■ **What you will do**:
Beginning with the line containing "locate white curtain" and ending with the last line of the records, set down every line exactly.

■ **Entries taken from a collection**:
..............................
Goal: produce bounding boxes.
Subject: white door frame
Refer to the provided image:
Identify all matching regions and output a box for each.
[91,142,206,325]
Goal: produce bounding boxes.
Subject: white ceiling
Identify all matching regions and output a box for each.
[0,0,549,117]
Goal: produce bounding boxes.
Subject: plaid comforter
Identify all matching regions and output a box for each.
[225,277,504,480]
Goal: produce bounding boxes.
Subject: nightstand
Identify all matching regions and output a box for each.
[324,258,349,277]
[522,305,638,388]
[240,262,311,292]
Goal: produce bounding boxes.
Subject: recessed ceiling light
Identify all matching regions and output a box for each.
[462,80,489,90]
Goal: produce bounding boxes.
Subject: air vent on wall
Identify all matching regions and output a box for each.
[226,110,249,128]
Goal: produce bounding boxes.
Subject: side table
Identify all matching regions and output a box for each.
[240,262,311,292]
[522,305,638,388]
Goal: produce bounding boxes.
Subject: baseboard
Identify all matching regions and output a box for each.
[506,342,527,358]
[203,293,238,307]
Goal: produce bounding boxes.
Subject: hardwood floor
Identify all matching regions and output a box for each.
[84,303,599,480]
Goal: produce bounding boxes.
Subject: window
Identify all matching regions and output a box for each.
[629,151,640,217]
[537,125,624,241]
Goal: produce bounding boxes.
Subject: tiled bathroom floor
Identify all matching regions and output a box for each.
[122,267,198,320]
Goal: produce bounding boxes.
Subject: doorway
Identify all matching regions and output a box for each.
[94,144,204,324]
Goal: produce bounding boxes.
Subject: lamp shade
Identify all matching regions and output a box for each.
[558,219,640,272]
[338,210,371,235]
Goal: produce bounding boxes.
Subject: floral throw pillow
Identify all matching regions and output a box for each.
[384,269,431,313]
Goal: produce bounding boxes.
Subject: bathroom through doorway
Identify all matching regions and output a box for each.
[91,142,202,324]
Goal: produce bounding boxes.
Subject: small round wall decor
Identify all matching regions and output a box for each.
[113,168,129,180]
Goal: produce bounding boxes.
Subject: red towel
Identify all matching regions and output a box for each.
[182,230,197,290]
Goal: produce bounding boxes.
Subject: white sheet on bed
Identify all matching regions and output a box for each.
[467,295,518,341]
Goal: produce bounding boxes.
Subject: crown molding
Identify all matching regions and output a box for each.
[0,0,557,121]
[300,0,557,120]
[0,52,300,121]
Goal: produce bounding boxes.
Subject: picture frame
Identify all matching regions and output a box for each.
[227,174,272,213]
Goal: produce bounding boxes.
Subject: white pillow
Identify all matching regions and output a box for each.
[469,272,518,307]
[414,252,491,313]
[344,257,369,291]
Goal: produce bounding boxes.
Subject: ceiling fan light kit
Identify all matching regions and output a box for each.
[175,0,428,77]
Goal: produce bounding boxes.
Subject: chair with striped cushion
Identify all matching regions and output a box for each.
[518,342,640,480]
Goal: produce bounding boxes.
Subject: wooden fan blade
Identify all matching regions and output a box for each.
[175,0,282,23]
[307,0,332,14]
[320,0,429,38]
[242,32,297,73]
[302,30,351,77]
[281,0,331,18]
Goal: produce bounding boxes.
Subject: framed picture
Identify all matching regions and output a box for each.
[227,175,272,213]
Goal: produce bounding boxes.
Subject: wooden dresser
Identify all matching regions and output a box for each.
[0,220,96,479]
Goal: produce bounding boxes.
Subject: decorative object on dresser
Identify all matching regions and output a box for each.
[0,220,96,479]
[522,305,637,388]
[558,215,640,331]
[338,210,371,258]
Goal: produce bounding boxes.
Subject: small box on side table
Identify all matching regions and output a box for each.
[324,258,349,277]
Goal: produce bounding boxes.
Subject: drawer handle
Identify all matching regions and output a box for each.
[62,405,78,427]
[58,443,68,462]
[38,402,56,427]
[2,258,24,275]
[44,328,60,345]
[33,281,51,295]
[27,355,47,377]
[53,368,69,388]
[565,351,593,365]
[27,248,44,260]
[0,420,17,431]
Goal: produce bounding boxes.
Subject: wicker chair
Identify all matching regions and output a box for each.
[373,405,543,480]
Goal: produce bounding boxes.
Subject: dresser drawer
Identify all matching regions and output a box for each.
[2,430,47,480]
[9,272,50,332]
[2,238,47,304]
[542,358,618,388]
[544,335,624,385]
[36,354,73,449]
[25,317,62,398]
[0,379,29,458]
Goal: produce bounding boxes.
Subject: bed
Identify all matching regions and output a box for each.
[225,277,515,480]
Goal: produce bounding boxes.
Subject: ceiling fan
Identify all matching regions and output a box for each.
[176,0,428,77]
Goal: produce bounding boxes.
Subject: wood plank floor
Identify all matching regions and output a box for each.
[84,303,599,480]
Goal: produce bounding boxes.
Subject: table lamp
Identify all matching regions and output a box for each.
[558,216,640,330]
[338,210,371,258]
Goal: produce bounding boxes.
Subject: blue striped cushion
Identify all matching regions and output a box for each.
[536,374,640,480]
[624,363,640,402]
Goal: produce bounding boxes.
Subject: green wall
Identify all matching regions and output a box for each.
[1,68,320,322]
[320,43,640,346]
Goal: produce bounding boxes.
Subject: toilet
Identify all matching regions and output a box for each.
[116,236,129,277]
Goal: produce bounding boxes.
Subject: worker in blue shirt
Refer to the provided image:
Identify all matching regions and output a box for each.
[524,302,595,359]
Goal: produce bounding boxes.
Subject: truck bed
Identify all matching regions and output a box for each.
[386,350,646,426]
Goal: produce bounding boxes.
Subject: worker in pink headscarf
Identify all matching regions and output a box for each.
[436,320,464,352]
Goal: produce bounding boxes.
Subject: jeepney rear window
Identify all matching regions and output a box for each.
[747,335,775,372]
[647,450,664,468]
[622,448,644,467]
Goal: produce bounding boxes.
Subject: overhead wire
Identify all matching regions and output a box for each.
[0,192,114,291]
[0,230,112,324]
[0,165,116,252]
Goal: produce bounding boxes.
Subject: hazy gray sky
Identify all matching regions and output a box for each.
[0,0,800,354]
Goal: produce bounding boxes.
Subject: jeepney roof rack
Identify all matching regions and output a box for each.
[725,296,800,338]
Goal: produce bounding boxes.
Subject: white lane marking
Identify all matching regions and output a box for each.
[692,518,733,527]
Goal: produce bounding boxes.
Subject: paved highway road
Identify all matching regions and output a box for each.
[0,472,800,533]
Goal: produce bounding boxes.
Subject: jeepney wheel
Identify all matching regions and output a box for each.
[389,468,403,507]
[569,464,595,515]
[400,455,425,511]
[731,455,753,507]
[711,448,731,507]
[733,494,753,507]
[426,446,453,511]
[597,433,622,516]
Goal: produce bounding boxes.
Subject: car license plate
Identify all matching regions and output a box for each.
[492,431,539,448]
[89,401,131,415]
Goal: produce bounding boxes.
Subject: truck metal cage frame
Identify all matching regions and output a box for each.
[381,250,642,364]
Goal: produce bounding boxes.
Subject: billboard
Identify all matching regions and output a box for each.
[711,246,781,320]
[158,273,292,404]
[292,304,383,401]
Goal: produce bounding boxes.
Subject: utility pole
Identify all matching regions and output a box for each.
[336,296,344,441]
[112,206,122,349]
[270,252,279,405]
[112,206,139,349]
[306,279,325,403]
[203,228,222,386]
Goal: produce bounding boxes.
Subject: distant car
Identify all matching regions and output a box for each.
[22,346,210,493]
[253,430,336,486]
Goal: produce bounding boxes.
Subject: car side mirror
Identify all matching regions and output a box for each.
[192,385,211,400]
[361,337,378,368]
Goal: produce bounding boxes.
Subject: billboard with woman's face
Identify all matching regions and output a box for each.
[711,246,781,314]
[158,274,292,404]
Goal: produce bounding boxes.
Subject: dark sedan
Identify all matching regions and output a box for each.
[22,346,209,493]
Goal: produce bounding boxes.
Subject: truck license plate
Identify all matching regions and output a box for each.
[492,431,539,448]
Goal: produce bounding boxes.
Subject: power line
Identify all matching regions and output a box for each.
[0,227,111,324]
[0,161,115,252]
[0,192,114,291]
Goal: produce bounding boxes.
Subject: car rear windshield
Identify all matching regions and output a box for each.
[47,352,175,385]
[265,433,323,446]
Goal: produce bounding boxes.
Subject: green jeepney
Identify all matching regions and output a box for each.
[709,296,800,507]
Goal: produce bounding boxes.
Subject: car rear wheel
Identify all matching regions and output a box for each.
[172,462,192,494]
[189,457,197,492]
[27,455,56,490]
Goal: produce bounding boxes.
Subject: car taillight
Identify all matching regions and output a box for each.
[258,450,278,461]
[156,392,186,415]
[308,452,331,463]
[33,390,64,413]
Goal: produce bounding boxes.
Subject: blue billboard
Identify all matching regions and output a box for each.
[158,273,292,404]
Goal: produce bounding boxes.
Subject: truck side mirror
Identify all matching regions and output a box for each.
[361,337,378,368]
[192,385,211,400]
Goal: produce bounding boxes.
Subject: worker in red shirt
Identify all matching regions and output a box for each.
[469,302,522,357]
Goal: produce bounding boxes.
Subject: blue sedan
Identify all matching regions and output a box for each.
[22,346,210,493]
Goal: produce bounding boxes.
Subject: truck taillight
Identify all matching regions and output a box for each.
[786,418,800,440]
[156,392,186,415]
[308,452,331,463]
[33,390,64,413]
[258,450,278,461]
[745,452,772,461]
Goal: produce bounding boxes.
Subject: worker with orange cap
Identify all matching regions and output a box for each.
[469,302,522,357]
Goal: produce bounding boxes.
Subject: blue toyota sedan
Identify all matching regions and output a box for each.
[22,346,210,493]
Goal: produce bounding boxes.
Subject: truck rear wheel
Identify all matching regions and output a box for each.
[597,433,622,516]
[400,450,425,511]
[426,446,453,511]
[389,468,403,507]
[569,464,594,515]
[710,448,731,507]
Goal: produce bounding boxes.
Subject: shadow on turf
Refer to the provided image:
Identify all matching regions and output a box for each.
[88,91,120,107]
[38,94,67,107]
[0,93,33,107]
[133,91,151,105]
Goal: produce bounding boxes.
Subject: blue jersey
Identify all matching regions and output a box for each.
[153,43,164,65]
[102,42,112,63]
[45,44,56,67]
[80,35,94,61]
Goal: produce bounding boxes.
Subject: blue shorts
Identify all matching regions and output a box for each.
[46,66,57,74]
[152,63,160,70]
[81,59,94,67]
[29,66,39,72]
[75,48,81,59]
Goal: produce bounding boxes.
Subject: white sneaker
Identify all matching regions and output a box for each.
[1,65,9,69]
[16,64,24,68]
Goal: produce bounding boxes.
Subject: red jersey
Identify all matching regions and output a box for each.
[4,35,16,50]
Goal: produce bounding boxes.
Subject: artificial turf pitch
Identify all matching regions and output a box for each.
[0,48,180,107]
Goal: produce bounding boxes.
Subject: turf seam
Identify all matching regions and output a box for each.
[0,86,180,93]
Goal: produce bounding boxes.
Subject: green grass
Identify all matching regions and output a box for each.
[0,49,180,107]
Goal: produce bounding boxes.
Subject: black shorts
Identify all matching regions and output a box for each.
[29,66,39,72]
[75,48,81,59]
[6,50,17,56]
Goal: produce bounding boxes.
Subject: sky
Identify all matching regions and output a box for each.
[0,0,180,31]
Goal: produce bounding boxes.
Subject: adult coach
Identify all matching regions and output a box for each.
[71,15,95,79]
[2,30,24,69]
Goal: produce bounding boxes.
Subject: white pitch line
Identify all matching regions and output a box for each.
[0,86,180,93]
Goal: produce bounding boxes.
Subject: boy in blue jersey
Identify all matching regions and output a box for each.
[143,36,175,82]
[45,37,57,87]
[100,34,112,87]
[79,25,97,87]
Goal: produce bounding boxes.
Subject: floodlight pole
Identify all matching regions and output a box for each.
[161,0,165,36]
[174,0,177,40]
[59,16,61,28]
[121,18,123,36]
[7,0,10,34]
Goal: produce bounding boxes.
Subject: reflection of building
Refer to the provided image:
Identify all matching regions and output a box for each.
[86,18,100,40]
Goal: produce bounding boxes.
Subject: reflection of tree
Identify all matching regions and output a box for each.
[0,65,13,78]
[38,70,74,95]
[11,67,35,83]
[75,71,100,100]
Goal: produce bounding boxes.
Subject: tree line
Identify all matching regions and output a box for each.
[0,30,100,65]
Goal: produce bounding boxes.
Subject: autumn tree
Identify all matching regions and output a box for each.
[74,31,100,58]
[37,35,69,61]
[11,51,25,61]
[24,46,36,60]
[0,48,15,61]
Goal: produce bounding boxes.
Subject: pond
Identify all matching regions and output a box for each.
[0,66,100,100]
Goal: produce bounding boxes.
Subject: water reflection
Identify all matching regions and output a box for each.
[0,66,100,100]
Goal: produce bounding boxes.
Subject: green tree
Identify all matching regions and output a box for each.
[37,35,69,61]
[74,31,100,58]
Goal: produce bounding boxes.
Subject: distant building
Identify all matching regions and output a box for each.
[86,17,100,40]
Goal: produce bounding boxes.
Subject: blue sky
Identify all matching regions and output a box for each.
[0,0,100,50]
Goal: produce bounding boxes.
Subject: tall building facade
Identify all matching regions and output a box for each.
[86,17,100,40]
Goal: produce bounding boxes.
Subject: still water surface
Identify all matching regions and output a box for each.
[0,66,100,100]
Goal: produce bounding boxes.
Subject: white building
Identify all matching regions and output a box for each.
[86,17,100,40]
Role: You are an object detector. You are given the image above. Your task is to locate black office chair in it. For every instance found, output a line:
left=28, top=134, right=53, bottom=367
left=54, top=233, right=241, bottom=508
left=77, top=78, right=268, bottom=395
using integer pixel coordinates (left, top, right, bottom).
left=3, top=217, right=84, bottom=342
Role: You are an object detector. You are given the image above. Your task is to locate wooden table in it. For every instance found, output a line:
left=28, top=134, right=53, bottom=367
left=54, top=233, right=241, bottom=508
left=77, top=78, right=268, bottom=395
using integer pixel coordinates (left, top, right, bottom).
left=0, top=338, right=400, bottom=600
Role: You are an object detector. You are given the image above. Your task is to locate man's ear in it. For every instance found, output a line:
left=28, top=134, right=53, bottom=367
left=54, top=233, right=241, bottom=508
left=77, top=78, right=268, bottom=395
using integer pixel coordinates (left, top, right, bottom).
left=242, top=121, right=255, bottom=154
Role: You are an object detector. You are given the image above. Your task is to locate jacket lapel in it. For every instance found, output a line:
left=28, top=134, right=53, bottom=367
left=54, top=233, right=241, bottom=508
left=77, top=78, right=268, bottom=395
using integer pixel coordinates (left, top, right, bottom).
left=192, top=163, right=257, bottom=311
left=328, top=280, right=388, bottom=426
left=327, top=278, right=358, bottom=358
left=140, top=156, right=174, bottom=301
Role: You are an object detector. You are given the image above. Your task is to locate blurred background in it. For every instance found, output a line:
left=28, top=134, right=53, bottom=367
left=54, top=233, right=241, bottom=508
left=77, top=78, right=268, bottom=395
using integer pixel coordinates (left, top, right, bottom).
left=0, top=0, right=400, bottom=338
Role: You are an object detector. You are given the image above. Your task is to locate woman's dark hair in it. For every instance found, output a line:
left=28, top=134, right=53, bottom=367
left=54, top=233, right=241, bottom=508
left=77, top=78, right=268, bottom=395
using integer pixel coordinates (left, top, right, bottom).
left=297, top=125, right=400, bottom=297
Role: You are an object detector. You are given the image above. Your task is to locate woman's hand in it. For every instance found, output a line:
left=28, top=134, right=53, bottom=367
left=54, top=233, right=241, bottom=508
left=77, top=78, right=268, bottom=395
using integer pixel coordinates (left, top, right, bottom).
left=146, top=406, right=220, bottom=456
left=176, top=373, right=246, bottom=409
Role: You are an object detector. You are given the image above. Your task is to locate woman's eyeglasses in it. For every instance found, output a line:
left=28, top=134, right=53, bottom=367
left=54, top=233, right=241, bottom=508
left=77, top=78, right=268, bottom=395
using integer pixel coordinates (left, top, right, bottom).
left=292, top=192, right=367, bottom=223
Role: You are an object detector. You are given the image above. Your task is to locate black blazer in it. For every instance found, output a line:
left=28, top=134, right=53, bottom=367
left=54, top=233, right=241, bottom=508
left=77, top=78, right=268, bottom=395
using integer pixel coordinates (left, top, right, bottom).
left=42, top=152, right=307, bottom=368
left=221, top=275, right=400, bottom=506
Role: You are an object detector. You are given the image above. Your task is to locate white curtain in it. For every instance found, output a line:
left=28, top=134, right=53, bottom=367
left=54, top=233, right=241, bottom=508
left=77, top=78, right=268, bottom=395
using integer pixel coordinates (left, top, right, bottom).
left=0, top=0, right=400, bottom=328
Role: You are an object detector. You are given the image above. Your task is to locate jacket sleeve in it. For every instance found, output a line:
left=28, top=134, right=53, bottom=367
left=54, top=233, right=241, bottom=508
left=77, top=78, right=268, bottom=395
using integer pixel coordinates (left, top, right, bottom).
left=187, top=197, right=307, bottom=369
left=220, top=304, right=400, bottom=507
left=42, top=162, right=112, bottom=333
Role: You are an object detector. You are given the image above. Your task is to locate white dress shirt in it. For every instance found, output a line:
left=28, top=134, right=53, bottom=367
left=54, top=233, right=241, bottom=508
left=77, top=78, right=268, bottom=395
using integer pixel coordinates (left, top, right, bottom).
..............................
■ **Result for this task**:
Role: You are an object detector. You are given the image above. Your task is to locate white curtain in it. For every instance found, output a line:
left=28, top=134, right=53, bottom=367
left=54, top=233, right=241, bottom=508
left=77, top=78, right=268, bottom=395
using integer pixel coordinates (left, top, right, bottom).
left=0, top=0, right=400, bottom=328
Role: You are an object detector. You are given the image above. Your task is to locate jacket sleeve in it. For every instance found, output a line:
left=28, top=134, right=53, bottom=367
left=54, top=233, right=241, bottom=508
left=77, top=78, right=268, bottom=395
using integer pixel coordinates (left, top, right, bottom).
left=187, top=197, right=307, bottom=369
left=220, top=304, right=400, bottom=507
left=42, top=162, right=112, bottom=333
Role: You are an object detector. You are given the image above. Your task is to locate white dress shirt in it. For every instance found, output a line:
left=28, top=134, right=53, bottom=367
left=54, top=233, right=241, bottom=508
left=77, top=78, right=268, bottom=395
using integer pixel coordinates (left, top, right, bottom).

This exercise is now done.